Instruction: Leaving the pictures aside, transcribe every line below exactly.

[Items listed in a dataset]

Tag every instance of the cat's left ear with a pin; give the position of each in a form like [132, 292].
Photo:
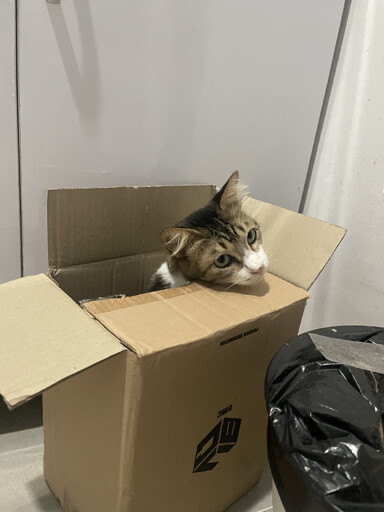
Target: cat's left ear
[175, 239]
[229, 195]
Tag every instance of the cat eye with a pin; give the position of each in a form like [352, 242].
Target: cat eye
[251, 237]
[223, 261]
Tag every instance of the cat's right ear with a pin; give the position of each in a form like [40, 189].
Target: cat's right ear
[175, 239]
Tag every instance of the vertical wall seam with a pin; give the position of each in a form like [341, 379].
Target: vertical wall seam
[324, 107]
[17, 94]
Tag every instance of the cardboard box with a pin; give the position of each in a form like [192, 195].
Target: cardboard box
[152, 402]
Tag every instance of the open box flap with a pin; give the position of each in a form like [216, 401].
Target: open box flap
[298, 246]
[178, 316]
[45, 337]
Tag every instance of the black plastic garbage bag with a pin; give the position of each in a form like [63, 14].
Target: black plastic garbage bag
[325, 429]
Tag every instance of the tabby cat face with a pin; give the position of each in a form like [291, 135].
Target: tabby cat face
[218, 243]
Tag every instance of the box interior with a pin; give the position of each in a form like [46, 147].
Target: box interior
[104, 242]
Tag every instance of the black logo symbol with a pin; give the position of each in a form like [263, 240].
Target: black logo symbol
[221, 439]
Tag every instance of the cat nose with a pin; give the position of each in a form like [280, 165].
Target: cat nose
[259, 270]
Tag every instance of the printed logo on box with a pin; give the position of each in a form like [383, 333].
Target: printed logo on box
[221, 439]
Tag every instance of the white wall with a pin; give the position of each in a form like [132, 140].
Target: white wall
[9, 196]
[348, 182]
[174, 91]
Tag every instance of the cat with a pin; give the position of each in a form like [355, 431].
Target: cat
[218, 243]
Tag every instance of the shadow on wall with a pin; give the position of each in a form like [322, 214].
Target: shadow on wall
[84, 79]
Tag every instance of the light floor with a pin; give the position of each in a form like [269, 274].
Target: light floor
[22, 485]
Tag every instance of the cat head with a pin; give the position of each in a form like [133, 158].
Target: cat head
[219, 243]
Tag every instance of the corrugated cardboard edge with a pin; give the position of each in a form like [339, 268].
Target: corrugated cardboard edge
[45, 338]
[298, 246]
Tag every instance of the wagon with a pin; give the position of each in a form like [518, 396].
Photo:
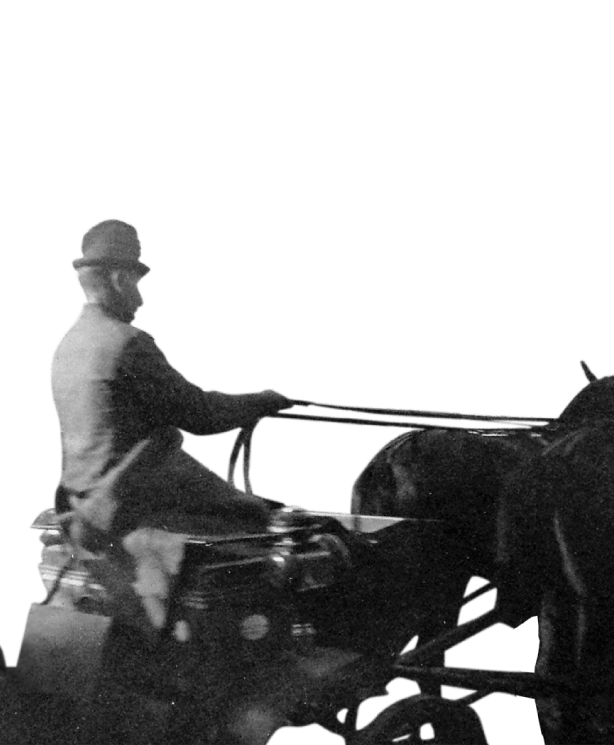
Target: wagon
[313, 618]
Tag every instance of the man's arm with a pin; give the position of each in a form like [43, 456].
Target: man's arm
[167, 397]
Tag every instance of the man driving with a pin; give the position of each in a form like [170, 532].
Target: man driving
[123, 409]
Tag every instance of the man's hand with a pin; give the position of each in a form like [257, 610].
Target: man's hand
[273, 402]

Finished task:
Tag every instance of the cat's left ear with a pin; give the position of each in a form like [132, 292].
Photo:
Target: cat's left ear
[175, 239]
[229, 195]
Tag every instance of the cat eye with a pin; give the position of each in a form like [352, 242].
Target: cat eye
[251, 237]
[223, 261]
Tag every instance of the cat's right ear with a pin; give the position of each in a form like [40, 189].
Target: cat's right ear
[175, 239]
Tag every instance of the vertical wall seam with a pin; give the position of each in a form like [341, 379].
Target: vertical wall seam
[324, 107]
[17, 94]
Tag every instance of the cardboard box with a pin; give the position of each in a form like [192, 195].
Target: cardboard box
[152, 402]
Tag every instance of the open box flap with a pin; give the position of each in a form like [216, 401].
Target: open box flap
[298, 246]
[178, 316]
[45, 337]
Tag every instance of the black plastic garbage bag with a pin; give the position of each in a form like [63, 14].
Target: black plastic garbage bag
[325, 429]
Tag every instance of the tabby cat face with a pin; give the position of each in a form like [291, 135].
Target: tabby cat face
[218, 243]
Tag every instance of the box interior with a pin; give the position of each in a form like [46, 147].
Target: box interior
[104, 242]
Tag every instance of the black logo symbol with a pin; give the position of each in a form like [263, 240].
Target: black logo symbol
[221, 439]
Tag every instance of the cat nose with a pin; give the position of each in a form like [280, 165].
Target: cat nose
[259, 270]
Tag every instance of the printed logo on box with a pin; give the position of each in a form like [383, 333].
Target: printed logo on box
[221, 439]
Tag every instance of the white wall with a pin; give the position of each in a form like [132, 140].
Target: white wall
[9, 196]
[348, 182]
[174, 91]
Tag every instance of the cat with a pin; give the position of each in a form like [355, 431].
Target: cat
[218, 243]
Tag every instance of the shadow on wall with a pin; give the position of each in a form like [322, 214].
Target: shadow on wall
[84, 79]
Tag every instance of the light floor with a pin; give the position of each in a form like [269, 274].
Target: light floor
[22, 485]
Tag every instance of the cat head with a pin; give the position of each in a form like [133, 158].
Target: cat head
[219, 243]
Tag every instance of the corrugated cardboard edge with a pin; give the position of each in a form like [339, 268].
Target: corrugated cardboard edge
[45, 338]
[298, 246]
Tag every instance of the wagon with a pin; give the position of each in a form like [518, 396].
Photo:
Target: wagon
[313, 618]
Tag every instance of the man's arm with a pin; give the position of each in a form like [43, 456].
Target: man's arm
[167, 397]
Tag every instance of the man driving with a pin; give the position of each in a form like [170, 532].
Target: man driving
[123, 409]
Tag every instance of the man's hand with a pin; give the position of each in a form like [257, 610].
Target: man's hand
[273, 402]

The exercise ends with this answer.